Entries from a point annotation set
— START —
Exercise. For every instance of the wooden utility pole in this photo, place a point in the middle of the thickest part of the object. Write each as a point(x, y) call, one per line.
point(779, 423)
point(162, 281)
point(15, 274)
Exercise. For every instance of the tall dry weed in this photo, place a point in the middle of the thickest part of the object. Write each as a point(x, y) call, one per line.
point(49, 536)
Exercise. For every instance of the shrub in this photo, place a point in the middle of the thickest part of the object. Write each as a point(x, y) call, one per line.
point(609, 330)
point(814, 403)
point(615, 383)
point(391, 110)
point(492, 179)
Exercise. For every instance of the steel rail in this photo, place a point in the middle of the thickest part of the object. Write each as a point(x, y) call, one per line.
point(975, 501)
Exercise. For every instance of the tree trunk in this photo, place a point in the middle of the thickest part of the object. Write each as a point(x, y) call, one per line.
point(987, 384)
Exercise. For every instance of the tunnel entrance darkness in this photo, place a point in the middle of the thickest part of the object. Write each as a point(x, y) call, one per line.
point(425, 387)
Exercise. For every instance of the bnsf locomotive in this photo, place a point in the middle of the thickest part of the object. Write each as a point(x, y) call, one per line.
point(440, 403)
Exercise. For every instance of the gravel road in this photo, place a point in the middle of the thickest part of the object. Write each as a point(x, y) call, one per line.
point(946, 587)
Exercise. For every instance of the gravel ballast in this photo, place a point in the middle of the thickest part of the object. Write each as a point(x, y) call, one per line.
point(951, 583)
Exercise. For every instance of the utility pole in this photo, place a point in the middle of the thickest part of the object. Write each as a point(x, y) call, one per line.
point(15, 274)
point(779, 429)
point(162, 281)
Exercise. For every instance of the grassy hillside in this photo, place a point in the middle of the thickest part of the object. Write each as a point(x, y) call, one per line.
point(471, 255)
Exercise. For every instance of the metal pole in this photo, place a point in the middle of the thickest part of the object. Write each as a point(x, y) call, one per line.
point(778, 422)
— END —
_WORK TO COMPLETE_
Copy all of the rows above line for line, leaving every character unchanged.

_RESULT OF THE EXERCISE_
Exercise. For every instance of the wooden utility pole in this photo, place a point in the middle of the thickest part of the object. Write each as a point(x, y) call, one per line.
point(779, 423)
point(162, 281)
point(15, 274)
Exercise. For every instance of the tall dry weed in this photo, place a point in the middle of the thickest part of the object. Write each as a point(x, y) call, one per line.
point(49, 536)
Exercise. For every instance of the shrub in this photo, place a point in the middle of the thickest part of the object. Write each as a point(x, y) call, one per line.
point(609, 330)
point(814, 403)
point(615, 383)
point(391, 110)
point(492, 179)
Exercise. For every instance of the steel rail in this photo, place a point in the middle of the thickest part of the object. Write each as a point(x, y) call, one per line.
point(975, 501)
Exercise. For every instance of the tree trunk in this photo, place a point in the middle of the thickest part of the object. Write each as a point(x, y) call, one per line.
point(987, 384)
Exercise. For every instance of the tunnel entrance darkness in this photo, place a point in the middle of the thickest part of the object. Write each as a point(x, y) call, one per line.
point(425, 387)
Exercise. For every instance of the bnsf locomotive in this photo, place a point in the middle of the thickest part of the object. Write each as a point(x, y) call, one per line.
point(440, 403)
Exercise. For every instance of the gravel road in this photo, place a point in the middle of the thickest part of the object. Write each as a point(x, y) call, one per line.
point(946, 587)
Exercise. For every instance of the gravel ballast in this photo, place a point in the middle of the thickest part of the object. Write each as a point(x, y) call, one per line.
point(951, 583)
Exercise. For every instance of the utility pole in this photo, place a point in the middle of the thickest part of the object. Write each as a point(x, y) call, one per line.
point(15, 274)
point(779, 429)
point(162, 281)
Exercise. For every instance of the grassy hillside in this photo, place a point in the middle of the thickest part of the object. Write each as a point(x, y) call, one per line.
point(471, 255)
Exercise. For every instance of the metal pole in this photo, place a point in the middle of the thickest part of the object. Write each as a point(x, y) call, one per line.
point(778, 422)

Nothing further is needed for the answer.